### Recorded data
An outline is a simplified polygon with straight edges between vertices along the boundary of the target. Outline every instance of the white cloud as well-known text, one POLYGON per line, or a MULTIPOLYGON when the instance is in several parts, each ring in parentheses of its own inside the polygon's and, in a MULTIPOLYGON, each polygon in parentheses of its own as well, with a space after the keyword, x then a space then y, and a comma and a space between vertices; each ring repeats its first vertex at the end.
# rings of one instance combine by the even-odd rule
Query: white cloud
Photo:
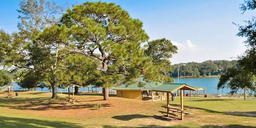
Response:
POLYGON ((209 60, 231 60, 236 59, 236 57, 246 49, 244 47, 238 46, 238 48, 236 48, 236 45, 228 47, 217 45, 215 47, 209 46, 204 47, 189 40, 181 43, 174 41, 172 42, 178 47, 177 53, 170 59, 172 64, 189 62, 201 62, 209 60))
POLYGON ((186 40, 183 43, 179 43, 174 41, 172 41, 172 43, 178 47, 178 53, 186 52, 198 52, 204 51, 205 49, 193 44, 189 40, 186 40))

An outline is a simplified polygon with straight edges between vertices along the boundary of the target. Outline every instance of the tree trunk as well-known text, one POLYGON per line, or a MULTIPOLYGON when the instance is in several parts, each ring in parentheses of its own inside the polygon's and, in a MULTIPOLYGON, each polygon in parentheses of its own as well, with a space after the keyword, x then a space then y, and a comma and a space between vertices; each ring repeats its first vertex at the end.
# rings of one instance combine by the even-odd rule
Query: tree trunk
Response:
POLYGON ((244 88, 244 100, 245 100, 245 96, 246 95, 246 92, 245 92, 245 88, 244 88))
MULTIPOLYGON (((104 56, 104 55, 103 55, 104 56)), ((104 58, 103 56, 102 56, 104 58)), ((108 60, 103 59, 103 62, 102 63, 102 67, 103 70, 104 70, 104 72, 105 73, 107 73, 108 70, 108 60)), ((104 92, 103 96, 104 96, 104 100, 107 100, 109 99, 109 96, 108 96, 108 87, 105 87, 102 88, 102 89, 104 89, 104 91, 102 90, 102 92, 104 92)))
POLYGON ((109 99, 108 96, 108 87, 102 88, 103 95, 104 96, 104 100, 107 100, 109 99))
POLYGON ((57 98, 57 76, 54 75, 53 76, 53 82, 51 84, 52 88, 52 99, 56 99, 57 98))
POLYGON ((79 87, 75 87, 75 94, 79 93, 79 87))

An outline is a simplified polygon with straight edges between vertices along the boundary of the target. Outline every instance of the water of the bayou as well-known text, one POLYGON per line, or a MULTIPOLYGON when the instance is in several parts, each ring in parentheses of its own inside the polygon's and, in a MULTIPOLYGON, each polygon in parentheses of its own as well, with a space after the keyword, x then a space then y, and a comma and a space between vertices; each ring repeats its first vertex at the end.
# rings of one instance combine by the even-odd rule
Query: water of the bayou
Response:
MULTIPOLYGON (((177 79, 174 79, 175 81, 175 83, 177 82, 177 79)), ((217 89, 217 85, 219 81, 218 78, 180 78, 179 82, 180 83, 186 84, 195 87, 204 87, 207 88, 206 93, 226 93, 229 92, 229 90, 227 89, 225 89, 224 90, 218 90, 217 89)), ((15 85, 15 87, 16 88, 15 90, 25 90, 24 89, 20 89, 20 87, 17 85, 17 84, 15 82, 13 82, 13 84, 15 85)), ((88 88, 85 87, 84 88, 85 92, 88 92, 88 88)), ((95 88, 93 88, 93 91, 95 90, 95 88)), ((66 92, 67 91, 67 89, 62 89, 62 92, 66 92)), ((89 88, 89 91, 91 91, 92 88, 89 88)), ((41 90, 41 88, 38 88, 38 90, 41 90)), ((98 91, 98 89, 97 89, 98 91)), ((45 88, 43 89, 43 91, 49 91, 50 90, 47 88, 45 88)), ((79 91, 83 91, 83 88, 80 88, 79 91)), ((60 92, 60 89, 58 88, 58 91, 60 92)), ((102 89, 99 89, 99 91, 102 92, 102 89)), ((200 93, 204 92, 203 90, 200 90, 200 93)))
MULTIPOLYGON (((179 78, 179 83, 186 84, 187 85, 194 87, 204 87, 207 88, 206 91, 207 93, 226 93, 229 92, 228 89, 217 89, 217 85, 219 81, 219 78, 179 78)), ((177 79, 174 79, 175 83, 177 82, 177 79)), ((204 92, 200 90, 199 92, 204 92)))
---
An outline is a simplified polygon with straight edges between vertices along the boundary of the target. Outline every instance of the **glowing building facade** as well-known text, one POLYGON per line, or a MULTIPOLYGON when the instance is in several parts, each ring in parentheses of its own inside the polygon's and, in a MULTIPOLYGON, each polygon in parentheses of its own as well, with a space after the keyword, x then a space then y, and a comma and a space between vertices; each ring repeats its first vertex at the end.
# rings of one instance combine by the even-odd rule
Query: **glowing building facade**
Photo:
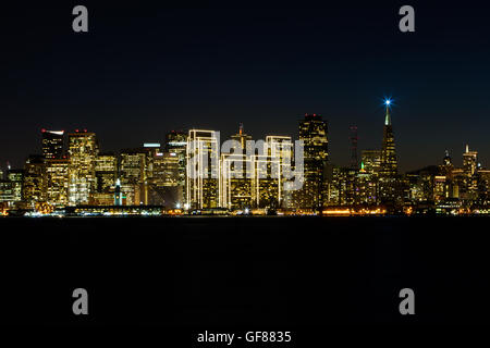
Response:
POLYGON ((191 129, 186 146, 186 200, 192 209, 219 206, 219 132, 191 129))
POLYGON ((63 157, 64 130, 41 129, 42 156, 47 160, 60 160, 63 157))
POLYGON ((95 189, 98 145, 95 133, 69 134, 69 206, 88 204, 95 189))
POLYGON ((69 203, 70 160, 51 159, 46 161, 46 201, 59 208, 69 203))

### Task brief
Reproduce verbatim the lines beginning with the one that contains "of the white" and ending with the one that contains "POLYGON ((186 40, 183", including both of those lines. Leave the pictures out of the reproduction.

### Solution below
An outline is a simplified polygon with straight edges between vertices along the boundary of the target. Outline every instance of the white cloud as well-known text, one POLYGON per line, or a MULTIPOLYGON when the instance is in several parts, each ring in parentheses of its own inside the polygon's and, in a MULTIPOLYGON, each polygon in parentheses of its own as well, with a space after the keyword, x then a space then y, and a comma and a space between vertices; each ring repeats its first vertex at the end.
# rings of one instance combine by the even-odd rule
Query: white cloud
Photo:
Response:
POLYGON ((209 60, 231 60, 236 59, 236 57, 246 49, 244 47, 238 46, 238 48, 236 48, 236 45, 228 47, 217 45, 215 47, 209 46, 204 47, 189 40, 181 43, 174 41, 172 42, 178 47, 177 53, 170 59, 172 64, 189 62, 201 62, 209 60))
POLYGON ((186 40, 183 43, 179 43, 174 41, 172 41, 172 43, 178 47, 178 53, 186 52, 198 52, 204 51, 205 49, 193 44, 189 40, 186 40))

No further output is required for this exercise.